TEXTE>

▬▬▬▬▬▬▬▬▬▬

Le Monde : Quand Washington négociait avec les Talibans

© Le Monde, 13 novembre 2001

ENCART: Avant le 11 septembre, l'administration Bush a bridé l'activité
antiterroriste du FBI parce qu'elle menait d'intenses négociations avec les
talibans, s'engageant à les épauler s'ils leur livraient Oussama Ben Laden.
C'est la thèse de La Vérité interdite, un livre à paraître le 14 novembre dont
Le Monde publie des bonnes feuilles, ainsi que les extraits d'un rapport du
secrétaire général des Nations unies, Kofi Annan, attestant la réelle activité
diplomatique avec les différents acteurs afghans

CE livre est appelé à faire un certain bruit. Son titre, Ben Laden, La Vérité
interdite, sent l'impératif marketing. A certaines erreurs, on devine qu'il a
été écrit dans la précipitation. Ainsi, les auteurs écrivent que le ministre
taliban des affaires étrangères a fait une déclaration envisageant l'extradition
de Ben Laden au magazine américain Time, le 5 février 2001, quinze jours après
l'investiture de George Bush. Ils l'interprètent comme un appel du pied direct
aux Américains. En fait, la déclaration a été donnée au Times de Londres, puis
reprise le lendemain par les agences de presse. Mais cela ne remet pas en cause
les thèses qu'échafaudent ses auteurs, Jean- Charles Brisard et Guillaume
Dasquié. Que disent-ils? D'abord que, jusqu'au 11 septembre, le FBI américain a
été empêché d'enquêter, en Arabie saoudite et au Yémen, sur les commanditaires
d'attentats anti-américains, parce que la diplomatie washingtonienne voulait
préserver ses relations avec les monarchies du Golfe. Ils présentent, sur ce
point, un témoignage scoop, celui de John O'Neill, numéro deux du FBI, qui en
claqua la porte en juillet 2001, précisément parce qu'il se disait bridé dans
son action.

Ils affirment, ensuite, que la diplomatie américaine était engagée, depuis des
années, dans de multiples tractations avec les talibans et leurs voisins
(Pakistan, Russie, républiques ex-soviétiques de la région, Chine, Inde) afin,
essentiellement, de répondre aux attentes des compagnies pétrolières
américaines. La thèse a été amplement développée par Ahmed Rashid dans L'Ombre
des talibans (éd. Autrement). Mais son récit s'interrompt fin 1999. Brisard et
Dasquié, d'une certaine manière (sans le luxe de détails de Rashid), racontent
la suite, confirmant et ajoutant aux informations récemment parues dans la
presse américaine. Ils montrent que des négociations ont été reprises, avec
fougue, par l'administration Bush, où le lobby pétrolier est aux manettes. Aux
bios édifiantes de nombreux proches du président (lire page ci-contre), les
auteurs auraient d'ailleurs pu ajouter Zalmay Khalilzad, l'Afghan de Bush depuis
le 11 septembre, qui fut expert pour Unocal, qui négocia avec les talibans de
1995 à fin 1998 le tracé d'un gazoduc traversant leur territoire.

▬▬▬▬▬▬▬▬▬▬

DONNÉES ENREGISTRÉES>
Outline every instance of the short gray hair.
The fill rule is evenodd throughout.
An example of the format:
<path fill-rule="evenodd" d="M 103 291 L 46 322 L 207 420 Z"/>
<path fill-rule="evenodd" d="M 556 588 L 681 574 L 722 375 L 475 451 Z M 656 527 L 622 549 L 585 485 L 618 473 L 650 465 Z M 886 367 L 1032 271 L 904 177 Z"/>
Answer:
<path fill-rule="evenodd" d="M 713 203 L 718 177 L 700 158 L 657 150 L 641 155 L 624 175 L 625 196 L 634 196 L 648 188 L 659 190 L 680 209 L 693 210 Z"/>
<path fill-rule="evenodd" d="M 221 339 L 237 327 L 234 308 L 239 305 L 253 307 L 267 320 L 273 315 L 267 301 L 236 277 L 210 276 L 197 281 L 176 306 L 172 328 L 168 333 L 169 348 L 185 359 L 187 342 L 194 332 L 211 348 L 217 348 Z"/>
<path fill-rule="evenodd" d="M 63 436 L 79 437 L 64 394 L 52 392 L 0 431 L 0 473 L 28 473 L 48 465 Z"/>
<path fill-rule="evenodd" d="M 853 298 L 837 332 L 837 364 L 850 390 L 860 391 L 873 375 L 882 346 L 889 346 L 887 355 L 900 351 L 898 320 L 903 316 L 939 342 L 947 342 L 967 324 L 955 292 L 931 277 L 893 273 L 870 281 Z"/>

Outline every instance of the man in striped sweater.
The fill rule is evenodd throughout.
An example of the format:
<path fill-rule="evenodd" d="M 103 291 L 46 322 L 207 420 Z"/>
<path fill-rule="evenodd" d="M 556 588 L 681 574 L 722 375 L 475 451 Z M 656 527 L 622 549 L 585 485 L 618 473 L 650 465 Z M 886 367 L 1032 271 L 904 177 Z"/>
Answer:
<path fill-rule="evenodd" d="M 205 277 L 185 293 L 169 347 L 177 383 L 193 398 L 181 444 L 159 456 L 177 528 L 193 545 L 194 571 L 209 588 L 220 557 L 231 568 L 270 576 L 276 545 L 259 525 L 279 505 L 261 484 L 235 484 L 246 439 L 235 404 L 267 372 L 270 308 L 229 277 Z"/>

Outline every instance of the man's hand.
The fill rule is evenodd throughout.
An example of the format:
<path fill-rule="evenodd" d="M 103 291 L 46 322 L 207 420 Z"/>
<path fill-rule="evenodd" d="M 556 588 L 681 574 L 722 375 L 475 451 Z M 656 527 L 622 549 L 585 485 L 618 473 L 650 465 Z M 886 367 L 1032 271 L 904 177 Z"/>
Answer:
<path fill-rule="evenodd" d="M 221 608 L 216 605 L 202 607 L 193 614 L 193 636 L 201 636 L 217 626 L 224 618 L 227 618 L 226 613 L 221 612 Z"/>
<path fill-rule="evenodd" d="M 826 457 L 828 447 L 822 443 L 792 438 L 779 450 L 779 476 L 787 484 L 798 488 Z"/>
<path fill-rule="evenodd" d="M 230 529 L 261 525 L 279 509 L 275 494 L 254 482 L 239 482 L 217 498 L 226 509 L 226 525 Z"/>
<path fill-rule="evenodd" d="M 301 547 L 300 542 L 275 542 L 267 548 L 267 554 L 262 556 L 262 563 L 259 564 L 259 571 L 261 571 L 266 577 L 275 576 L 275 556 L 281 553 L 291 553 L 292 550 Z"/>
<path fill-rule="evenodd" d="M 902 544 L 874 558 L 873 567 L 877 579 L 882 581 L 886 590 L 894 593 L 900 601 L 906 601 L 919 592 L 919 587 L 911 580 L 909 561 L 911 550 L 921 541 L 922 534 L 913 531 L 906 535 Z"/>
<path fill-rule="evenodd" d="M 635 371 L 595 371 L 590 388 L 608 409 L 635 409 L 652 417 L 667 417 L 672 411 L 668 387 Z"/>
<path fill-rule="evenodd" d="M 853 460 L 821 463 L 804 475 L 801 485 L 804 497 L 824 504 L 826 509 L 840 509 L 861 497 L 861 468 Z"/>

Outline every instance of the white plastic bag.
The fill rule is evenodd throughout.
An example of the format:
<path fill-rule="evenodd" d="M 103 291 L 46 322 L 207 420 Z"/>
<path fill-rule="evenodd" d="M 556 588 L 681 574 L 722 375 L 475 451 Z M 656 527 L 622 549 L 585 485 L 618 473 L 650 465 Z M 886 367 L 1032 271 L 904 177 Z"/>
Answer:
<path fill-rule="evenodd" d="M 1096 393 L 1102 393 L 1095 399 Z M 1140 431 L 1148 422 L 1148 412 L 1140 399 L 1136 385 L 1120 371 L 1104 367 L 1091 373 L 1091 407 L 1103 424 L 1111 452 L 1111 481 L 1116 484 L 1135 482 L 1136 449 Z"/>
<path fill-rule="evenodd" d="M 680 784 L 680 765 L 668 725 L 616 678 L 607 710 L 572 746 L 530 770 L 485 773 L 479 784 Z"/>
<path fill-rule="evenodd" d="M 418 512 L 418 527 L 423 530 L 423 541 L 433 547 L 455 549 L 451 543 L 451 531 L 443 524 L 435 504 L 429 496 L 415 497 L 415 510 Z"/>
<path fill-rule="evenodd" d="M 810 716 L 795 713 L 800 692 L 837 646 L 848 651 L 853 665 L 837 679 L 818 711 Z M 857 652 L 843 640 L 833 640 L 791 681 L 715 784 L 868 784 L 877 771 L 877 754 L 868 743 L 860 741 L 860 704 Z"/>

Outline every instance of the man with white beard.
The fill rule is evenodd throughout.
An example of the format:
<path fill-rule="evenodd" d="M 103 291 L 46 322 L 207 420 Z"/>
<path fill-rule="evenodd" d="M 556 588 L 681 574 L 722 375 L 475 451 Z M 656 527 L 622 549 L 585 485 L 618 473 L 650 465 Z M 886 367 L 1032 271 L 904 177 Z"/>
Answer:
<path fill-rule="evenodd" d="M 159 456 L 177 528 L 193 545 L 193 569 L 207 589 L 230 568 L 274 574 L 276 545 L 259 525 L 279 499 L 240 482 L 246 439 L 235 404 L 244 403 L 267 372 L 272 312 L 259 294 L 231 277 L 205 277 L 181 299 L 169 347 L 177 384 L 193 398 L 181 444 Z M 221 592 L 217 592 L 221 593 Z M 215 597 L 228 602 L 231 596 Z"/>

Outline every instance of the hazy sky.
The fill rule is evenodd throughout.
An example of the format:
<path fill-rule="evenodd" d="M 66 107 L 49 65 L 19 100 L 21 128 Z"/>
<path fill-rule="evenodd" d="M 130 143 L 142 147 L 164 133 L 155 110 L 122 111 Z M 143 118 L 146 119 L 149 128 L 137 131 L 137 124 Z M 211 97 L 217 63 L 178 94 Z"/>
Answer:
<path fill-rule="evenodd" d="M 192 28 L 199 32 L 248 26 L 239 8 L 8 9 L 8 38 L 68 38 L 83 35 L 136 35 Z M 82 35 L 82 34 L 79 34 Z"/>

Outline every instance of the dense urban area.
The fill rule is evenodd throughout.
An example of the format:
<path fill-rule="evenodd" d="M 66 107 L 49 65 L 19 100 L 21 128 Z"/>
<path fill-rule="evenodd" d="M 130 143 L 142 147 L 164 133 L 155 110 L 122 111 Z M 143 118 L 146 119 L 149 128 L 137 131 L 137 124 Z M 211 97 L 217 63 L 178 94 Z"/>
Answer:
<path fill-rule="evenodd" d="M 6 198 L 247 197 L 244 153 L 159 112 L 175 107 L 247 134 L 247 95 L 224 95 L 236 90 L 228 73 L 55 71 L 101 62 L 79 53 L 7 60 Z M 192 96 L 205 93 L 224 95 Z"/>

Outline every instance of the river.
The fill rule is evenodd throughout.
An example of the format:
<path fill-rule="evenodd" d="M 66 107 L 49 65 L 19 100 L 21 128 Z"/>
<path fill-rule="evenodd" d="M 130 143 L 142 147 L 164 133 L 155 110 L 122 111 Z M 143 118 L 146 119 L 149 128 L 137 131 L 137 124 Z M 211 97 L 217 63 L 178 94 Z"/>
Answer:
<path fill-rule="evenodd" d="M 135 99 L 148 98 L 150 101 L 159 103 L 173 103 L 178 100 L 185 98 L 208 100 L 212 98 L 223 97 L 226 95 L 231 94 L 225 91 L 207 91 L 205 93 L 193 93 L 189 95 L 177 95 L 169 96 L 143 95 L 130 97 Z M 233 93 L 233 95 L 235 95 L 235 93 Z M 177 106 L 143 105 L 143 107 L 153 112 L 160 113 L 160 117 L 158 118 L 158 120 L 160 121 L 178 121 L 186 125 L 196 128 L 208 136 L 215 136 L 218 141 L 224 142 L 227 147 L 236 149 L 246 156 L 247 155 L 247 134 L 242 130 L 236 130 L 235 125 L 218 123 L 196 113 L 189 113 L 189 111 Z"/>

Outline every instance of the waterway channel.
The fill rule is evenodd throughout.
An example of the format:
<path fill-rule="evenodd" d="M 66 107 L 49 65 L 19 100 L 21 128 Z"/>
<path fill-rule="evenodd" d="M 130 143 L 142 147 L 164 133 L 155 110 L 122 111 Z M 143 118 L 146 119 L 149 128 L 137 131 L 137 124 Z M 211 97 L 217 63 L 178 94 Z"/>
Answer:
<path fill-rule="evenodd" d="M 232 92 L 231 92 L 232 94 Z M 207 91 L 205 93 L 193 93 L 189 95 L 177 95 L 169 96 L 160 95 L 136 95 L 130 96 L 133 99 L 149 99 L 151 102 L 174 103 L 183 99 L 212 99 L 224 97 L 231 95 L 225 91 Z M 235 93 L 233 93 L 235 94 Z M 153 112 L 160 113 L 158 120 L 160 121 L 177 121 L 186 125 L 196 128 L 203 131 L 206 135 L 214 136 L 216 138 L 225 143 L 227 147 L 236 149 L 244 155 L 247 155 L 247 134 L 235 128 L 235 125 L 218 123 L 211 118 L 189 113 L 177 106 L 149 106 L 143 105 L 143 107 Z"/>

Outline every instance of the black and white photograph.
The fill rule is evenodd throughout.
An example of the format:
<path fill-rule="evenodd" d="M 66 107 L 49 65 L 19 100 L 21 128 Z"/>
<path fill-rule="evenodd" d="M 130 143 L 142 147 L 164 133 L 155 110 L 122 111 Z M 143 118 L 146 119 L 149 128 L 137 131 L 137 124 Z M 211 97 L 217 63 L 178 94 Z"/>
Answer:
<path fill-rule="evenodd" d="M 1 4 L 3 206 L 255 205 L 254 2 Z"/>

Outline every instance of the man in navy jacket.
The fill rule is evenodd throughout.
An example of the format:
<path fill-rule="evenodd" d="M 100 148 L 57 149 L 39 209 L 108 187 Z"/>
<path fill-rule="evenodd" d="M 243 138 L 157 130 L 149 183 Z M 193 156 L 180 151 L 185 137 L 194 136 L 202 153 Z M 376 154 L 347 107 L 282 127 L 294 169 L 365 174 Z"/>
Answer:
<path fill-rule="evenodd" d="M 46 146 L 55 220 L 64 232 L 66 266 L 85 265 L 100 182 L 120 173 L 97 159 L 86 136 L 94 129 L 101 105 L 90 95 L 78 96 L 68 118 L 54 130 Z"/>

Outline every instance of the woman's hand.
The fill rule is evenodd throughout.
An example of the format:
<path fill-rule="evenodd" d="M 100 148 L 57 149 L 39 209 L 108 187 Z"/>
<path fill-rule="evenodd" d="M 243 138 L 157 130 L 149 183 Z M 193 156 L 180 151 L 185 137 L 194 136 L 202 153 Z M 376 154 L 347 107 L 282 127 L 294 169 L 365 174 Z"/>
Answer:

▬▬▬▬▬▬▬▬▬▬

CONSIGNE 1> Recopiez le passage de l'article sur les négociations avec les talibans compris entre "ENCART: Avant le 11" et "Oussama Ben Laden.", ces deux segments inclus.
CONSIGNE 2> Condensez sous forme de liste le paragraphe de l'article sur les négociations avec les talibans qui commence par « Ils affirment, ensuite », en conservant ses faits essentiels.
CONSIGNE 3> Écrivez la suite de l'article sur les négociations de Washington avec les talibans, à partir de sa dernière phrase.

RÉPONSE 1>
ENCART: Avant le 11 septembre, l'administration Bush a bridé l'activité
antiterroriste du FBI parce qu'elle menait d'intenses négociations avec les
talibans, s'engageant à les épauler s'ils leur livraient Oussama Ben Laden.

RÉPONSE 2>
- Selon Brisard et Dasquié, la diplomatie américaine menait depuis des années de multiples tractations avec les talibans et leurs voisins (Pakistan, Russie, républiques ex-soviétiques de la région, Chine, Inde), surtout pour répondre aux attentes des compagnies pétrolières américaines.
- Ahmed Rashid avait déjà développé cette thèse dans L'Ombre des talibans (éd. Autrement), mais son récit s'arrête fin 1999.
- Les deux auteurs racontent la suite, avec moins de détails, et confirment et complètent des informations récemment parues dans la presse américaine.
- Ils montrent que l'administration Bush, où le lobby pétrolier est aux manettes, a repris les négociations avec fougue.
- Ils auraient pu citer Zalmay Khalilzad, l'Afghan de Bush depuis le 11 septembre, ancien expert pour Unocal, qui a négocié avec les talibans de 1995 à fin 1998 le tracé d'un gazoduc traversant leur territoire.

RÉPONSE 3>
Depuis 1998, pétroliers et diplomates américains étaient convaincus qu'une
victoire totale des talibans - qu'ils avaient souhaitée pour stabiliser
l'Afghanistan - n'était plus envisageable. Il fallait sortir d'un nouveau grand
jeu où les intérêts opposés, américano-pakistanais d'un côté,
russo-irano-indiens de l'autre, empêchaient la victoire d'un camp sur l'autre en
Afghanistan. Strobe Talbott, le sous-secrétaire d'Etat américain, l'avait dit
dès juillet 1997: Laissons Rudyard Kipling sur les étagères de l'histoire. Le
grand jeu décrit dans Kim fut surtout un jeu à somme nulle.

Pour que le jeu ne soit pas à somme nulle, il fallait, pour Washington,
qu'Américains, Russes, Pakistanais et même Iraniens favorisent un accord entre
les fractions afghanes, pour pacifier le pays et ouvrir l'Asie centrale à la
manne pétrolière.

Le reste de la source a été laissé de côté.